:: YOUR OBJECTIVE ::
In the hospital report excerpt, why did the writer advise the Sanitary Committee to have the Medical Superintendent send a list every Monday? Answer in one to three sentences.

The Clerk and Surveyor of the Enfield Council act, as heretofore, as
Clerk and Architect to the Hospital, respectively.
Weekly Returns from the Isolation Hospital. In
September I reported that in times past neither I nor my Council had been
made fully aware of the welfare of Edmonton patients sent to the Hospital
we share with Enfield. Deaths of children were rarely heard of, until weeks
afterwards from the Enfield Registrar, and I advised my Sanitary Committee
to ask the Joint Board to instruct their Medical Superintendent to send me
every Monday a list showing the admissions, discharges, and deaths during
the past week, and the number of Edmonton patients remaining in hospital
on the previous Saturday night, classed according to their diseases. I regret
to say that my Committee recommended that this information be regularly
supplied me as regards the deaths of patients only. The other information
is both useful and necessary to the Edmonton Medical Officer of Health.
Fire. The Hospital is in telephonic communication with Edmonton
Fire Station.
Extension of Hospital. On January 28th I attended a Local
Government Board inquiry at Enfield with reference to this subject. A loan
of £5,200 was asked for to build a block of two wards to replace a temporary
building, half of which was destroyed by fire on January 26tli, 1907; the
total gain of beds, when the latter building was dispensed with, being fourteen.

:: DATASET ENTRIES ::
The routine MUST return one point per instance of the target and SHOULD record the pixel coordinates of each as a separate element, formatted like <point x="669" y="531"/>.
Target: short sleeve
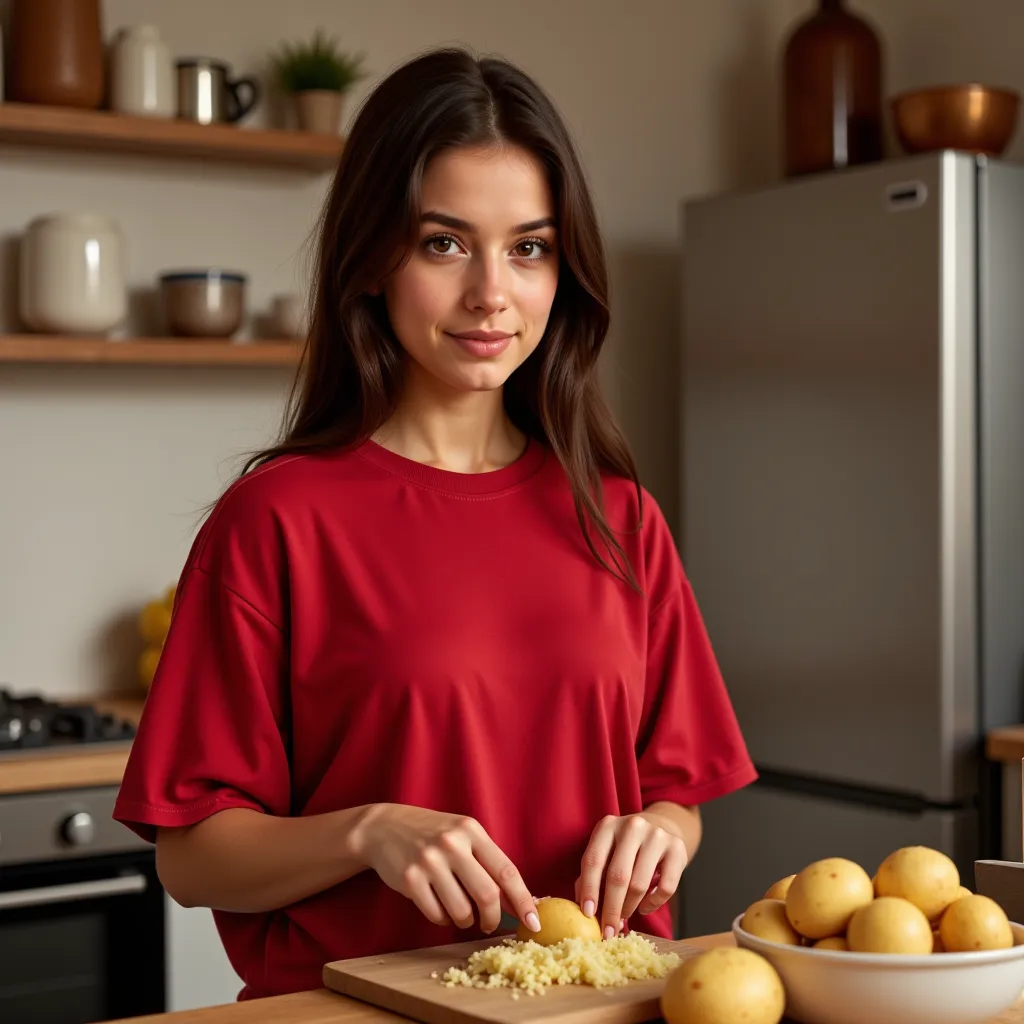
<point x="690" y="748"/>
<point x="213" y="732"/>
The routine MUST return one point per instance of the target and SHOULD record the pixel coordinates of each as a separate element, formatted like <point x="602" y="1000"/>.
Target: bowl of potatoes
<point x="910" y="945"/>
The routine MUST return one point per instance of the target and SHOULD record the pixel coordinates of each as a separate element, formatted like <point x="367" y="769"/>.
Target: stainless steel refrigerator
<point x="853" y="509"/>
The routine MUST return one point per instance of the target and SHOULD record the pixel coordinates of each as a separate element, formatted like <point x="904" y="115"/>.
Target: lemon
<point x="147" y="666"/>
<point x="154" y="622"/>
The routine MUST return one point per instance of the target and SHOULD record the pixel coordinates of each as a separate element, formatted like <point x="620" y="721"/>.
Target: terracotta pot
<point x="833" y="69"/>
<point x="56" y="53"/>
<point x="320" y="111"/>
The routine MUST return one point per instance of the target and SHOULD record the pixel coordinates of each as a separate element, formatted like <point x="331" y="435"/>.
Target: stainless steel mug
<point x="208" y="94"/>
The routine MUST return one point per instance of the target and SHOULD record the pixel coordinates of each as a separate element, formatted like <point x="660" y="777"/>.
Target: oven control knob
<point x="79" y="829"/>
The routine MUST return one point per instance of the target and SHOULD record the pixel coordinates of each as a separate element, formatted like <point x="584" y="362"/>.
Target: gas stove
<point x="31" y="725"/>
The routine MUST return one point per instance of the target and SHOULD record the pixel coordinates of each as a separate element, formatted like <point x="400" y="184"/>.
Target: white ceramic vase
<point x="73" y="274"/>
<point x="320" y="111"/>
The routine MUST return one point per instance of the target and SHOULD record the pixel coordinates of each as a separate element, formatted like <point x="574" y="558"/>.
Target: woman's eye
<point x="531" y="249"/>
<point x="441" y="246"/>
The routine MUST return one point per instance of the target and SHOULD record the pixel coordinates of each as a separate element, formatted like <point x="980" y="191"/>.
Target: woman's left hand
<point x="641" y="864"/>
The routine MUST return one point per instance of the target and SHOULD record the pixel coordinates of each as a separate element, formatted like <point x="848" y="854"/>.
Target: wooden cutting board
<point x="400" y="982"/>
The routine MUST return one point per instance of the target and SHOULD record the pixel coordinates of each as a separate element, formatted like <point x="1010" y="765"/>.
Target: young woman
<point x="434" y="654"/>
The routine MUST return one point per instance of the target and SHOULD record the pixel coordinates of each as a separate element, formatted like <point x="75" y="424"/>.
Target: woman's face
<point x="472" y="301"/>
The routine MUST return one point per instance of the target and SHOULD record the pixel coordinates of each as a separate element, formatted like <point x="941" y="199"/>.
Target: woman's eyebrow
<point x="445" y="220"/>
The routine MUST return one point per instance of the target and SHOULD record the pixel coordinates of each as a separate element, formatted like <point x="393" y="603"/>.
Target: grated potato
<point x="532" y="968"/>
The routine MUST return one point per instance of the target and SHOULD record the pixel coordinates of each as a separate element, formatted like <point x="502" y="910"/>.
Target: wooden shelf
<point x="153" y="351"/>
<point x="67" y="128"/>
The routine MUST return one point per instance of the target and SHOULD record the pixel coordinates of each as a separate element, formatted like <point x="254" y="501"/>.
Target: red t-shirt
<point x="424" y="637"/>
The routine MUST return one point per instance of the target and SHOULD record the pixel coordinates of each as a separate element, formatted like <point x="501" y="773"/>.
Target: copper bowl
<point x="972" y="118"/>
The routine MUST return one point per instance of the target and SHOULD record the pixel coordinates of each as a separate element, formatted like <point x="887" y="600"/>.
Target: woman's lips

:: EXERCISE RESPONSE ::
In the past, neither the writer nor the Council had been made fully aware of the welfare of Edmonton patients sent to the hospital shared with Enfield. Deaths of children were rarely heard of until weeks afterward, from the Enfield Registrar.